- [Seitentext]:
= = = = =

Mit Beschluss vom 17.11.2020 (Az. VIII R 11/18) hat der Bundesfinanzhof (BFH) dem Bundesverfassungsgericht (BVerfG) die Frage vorgelegt, ob die Verlustverrechnungsbeschränkung für Aktienveräußerungsverluste nach § 20 Abs. 6 S. 5 (bzw. nunmehr S. 4) EStG im Einklang mit der Verfassung steht. Der BFH selbst äußerte erhebliche Zweifel an der Verfassungsmäßigkeit der Norm.
Die Klärung der Frage nach der Verfassungsmäßigkeit einer Norm obliegt allein dem BVerfG. Sollte das BVerfG der Auffassung des BFH folgen und die Norm für verfassungswidrig erklären, hätte dies nicht nur Konsequenzen für die Beteiligten am Ausgangsverfahren, sondern möglichweise auch für eine Vielzahl von Steuerpflichtigen, die Kapitaleinkünfte erzielen und bisher in Ermangelung von Aktienveräußerungsgewinnen keine Möglichkeit hatten, etwaige Verluste aus der Aktienveräußerung zu verrechnen. Seitdem sich die Niedrigzinsphase verstetigt hat, neigen immer mehr Bundesbürger zur Kapitalanlage jenseits des altbewährten Sparbuchs und landen dabei nicht selten bei der Geldanlage in Aktien oder Aktienfonds.

= = = = =

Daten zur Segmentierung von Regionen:
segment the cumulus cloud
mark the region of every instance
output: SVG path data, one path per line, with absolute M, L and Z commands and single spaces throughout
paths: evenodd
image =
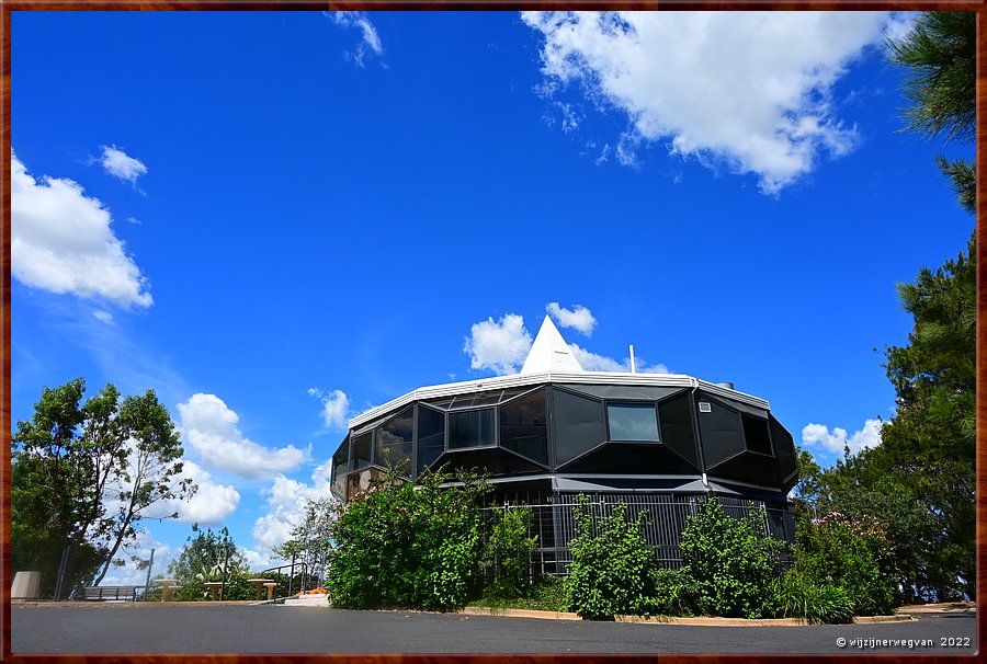
M 198 463 L 182 460 L 180 479 L 192 480 L 197 489 L 192 497 L 156 503 L 145 512 L 149 518 L 161 518 L 178 513 L 178 520 L 186 524 L 222 525 L 237 511 L 240 493 L 231 484 L 213 481 L 213 476 Z
M 150 307 L 110 211 L 71 180 L 36 181 L 11 151 L 11 274 L 25 286 Z
M 595 353 L 590 353 L 586 348 L 578 346 L 577 344 L 569 344 L 569 348 L 572 351 L 572 355 L 576 356 L 576 359 L 579 360 L 579 366 L 583 368 L 586 371 L 629 371 L 631 370 L 631 358 L 625 357 L 624 359 L 617 362 L 612 357 L 606 357 L 605 355 L 597 355 Z M 642 359 L 640 357 L 634 357 L 634 365 L 637 369 L 638 374 L 668 374 L 668 367 L 663 364 L 650 365 L 647 360 Z
M 322 401 L 322 422 L 330 430 L 343 430 L 349 425 L 350 398 L 342 390 L 324 393 L 319 388 L 308 388 L 308 393 Z
M 558 302 L 548 302 L 545 305 L 545 311 L 563 328 L 578 330 L 587 336 L 590 336 L 593 333 L 593 328 L 597 327 L 597 319 L 582 305 L 576 305 L 571 309 L 566 309 L 559 307 Z
M 116 146 L 100 147 L 103 149 L 103 156 L 100 158 L 103 169 L 114 178 L 137 186 L 137 178 L 147 173 L 147 167 Z
M 490 369 L 503 376 L 517 374 L 531 350 L 531 334 L 524 329 L 524 318 L 506 313 L 499 322 L 492 318 L 475 323 L 463 352 L 469 355 L 474 369 Z
M 806 424 L 802 430 L 802 442 L 809 447 L 835 454 L 842 454 L 843 448 L 849 446 L 850 454 L 855 455 L 861 449 L 881 445 L 882 426 L 884 422 L 881 420 L 866 420 L 863 428 L 848 436 L 847 430 L 839 426 L 833 427 L 830 433 L 829 427 L 822 424 Z
M 288 472 L 311 459 L 311 445 L 266 448 L 245 438 L 237 428 L 240 417 L 215 394 L 193 394 L 178 404 L 181 428 L 203 461 L 247 479 Z
M 261 556 L 270 556 L 271 549 L 292 537 L 292 529 L 305 519 L 309 501 L 331 499 L 329 478 L 331 459 L 318 466 L 311 473 L 311 483 L 279 476 L 264 493 L 268 496 L 266 513 L 253 523 L 254 549 Z
M 544 36 L 551 95 L 580 82 L 595 103 L 627 114 L 615 148 L 635 141 L 758 176 L 774 194 L 821 154 L 858 144 L 832 111 L 847 65 L 881 39 L 887 12 L 523 12 Z M 892 23 L 893 28 L 897 25 Z
M 384 45 L 381 44 L 381 37 L 377 30 L 364 12 L 355 11 L 337 11 L 322 12 L 322 15 L 331 19 L 341 27 L 355 27 L 363 34 L 362 42 L 356 46 L 355 51 L 347 51 L 347 59 L 355 64 L 358 67 L 364 66 L 367 49 L 374 51 L 377 56 L 384 55 Z

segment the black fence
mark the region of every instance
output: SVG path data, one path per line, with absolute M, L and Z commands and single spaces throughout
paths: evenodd
M 527 505 L 532 511 L 530 535 L 537 536 L 537 548 L 532 557 L 532 574 L 568 573 L 572 561 L 569 540 L 576 537 L 574 506 L 575 493 L 512 492 L 498 493 L 487 501 L 485 510 L 494 506 Z M 699 513 L 706 494 L 648 494 L 648 493 L 586 493 L 597 518 L 613 515 L 616 505 L 627 506 L 632 520 L 642 512 L 647 513 L 644 537 L 655 547 L 658 562 L 671 569 L 682 565 L 679 550 L 685 520 Z M 795 537 L 794 512 L 784 504 L 765 504 L 762 501 L 717 495 L 724 512 L 735 518 L 745 518 L 762 506 L 765 508 L 764 534 L 793 541 Z

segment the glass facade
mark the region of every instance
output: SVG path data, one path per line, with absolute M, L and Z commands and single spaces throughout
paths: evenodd
M 500 446 L 548 466 L 548 417 L 544 389 L 500 407 Z
M 411 445 L 413 443 L 415 408 L 407 408 L 374 431 L 374 463 L 390 463 L 411 476 Z
M 449 448 L 486 447 L 496 445 L 492 408 L 479 411 L 449 413 Z
M 611 440 L 659 443 L 658 413 L 654 403 L 608 403 Z
M 603 387 L 546 382 L 405 405 L 345 438 L 332 457 L 332 491 L 358 491 L 373 477 L 364 471 L 388 460 L 409 480 L 450 463 L 495 480 L 571 473 L 633 483 L 706 472 L 781 495 L 797 481 L 792 436 L 767 410 L 684 387 Z

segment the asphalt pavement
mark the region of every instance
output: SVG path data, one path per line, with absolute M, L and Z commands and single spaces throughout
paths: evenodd
M 711 627 L 217 604 L 18 606 L 20 653 L 976 652 L 975 613 L 874 625 Z M 842 646 L 840 646 L 842 639 Z M 927 641 L 923 643 L 923 641 Z

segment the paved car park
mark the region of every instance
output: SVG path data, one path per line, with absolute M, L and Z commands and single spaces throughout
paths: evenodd
M 875 625 L 716 627 L 229 604 L 18 606 L 13 653 L 973 654 L 976 614 Z M 840 646 L 840 639 L 843 645 Z

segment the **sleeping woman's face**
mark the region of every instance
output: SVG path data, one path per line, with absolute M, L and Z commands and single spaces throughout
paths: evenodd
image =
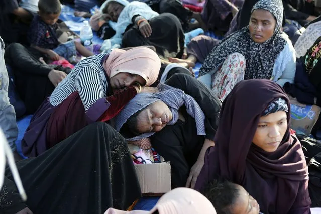
M 260 118 L 253 143 L 268 152 L 276 150 L 287 131 L 286 113 L 283 111 Z
M 104 12 L 108 14 L 112 17 L 112 21 L 117 22 L 119 15 L 124 9 L 124 5 L 116 2 L 111 2 L 107 5 L 106 8 Z
M 276 20 L 270 12 L 263 9 L 254 10 L 249 24 L 251 37 L 255 42 L 264 42 L 273 35 L 276 25 Z
M 139 133 L 159 132 L 172 119 L 172 112 L 167 105 L 162 101 L 157 101 L 137 115 L 136 129 Z

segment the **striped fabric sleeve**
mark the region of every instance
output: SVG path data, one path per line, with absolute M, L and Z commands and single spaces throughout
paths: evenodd
M 87 112 L 95 102 L 105 98 L 103 78 L 99 71 L 91 67 L 83 68 L 77 73 L 75 86 Z

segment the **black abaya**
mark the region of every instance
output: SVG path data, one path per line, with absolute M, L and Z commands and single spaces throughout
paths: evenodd
M 205 138 L 213 140 L 219 124 L 222 103 L 199 81 L 185 74 L 176 74 L 165 84 L 183 90 L 199 104 L 205 116 L 206 136 L 197 135 L 195 119 L 180 109 L 185 121 L 178 120 L 150 137 L 154 148 L 170 162 L 172 188 L 185 187 L 190 169 L 197 160 Z
M 102 122 L 87 126 L 17 167 L 28 197 L 26 204 L 34 214 L 126 210 L 141 196 L 126 141 Z M 9 194 L 17 191 L 11 173 L 6 176 L 0 213 L 15 213 L 23 204 L 17 194 Z M 9 205 L 4 210 L 6 204 Z
M 136 25 L 123 36 L 123 48 L 151 45 L 155 47 L 160 57 L 181 58 L 184 53 L 185 36 L 182 25 L 175 15 L 164 13 L 148 21 L 152 32 L 144 38 Z

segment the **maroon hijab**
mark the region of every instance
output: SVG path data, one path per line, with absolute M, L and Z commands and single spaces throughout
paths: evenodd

= = = = =

- [Zu erledigende Aufgaben]:
• 1. Unter welchem Aktenzeichen hat der Bundesfinanzhof laut Seitentext dem Bundesverfassungsgericht die Frage vorgelegt?
• 2. Kopiere bitte aus dem Seitentext den Abschnitt von „Mit Beschluss vom“ bis einschließlich „Verfassungsmäßigkeit der Norm.“ wortgetreu.
Das Material steht in keinem Zusammenhang mit dem Seitentext.

- [Ergebnisse der Aufgaben]:
• 1. Unter dem Aktenzeichen VIII R 11/18.

• 2.
Mit Beschluss vom 17.11.2020 (Az. VIII R 11/18) hat der Bundesfinanzhof (BFH) dem Bundesverfassungsgericht (BVerfG) die Frage vorgelegt, ob die Verlustverrechnungsbeschränkung für Aktienveräußerungsverluste nach § 20 Abs. 6 S. 5 (bzw. nunmehr S. 4) EStG im Einklang mit der Verfassung steht. Der BFH selbst äußerte erhebliche Zweifel an der Verfassungsmäßigkeit der Norm.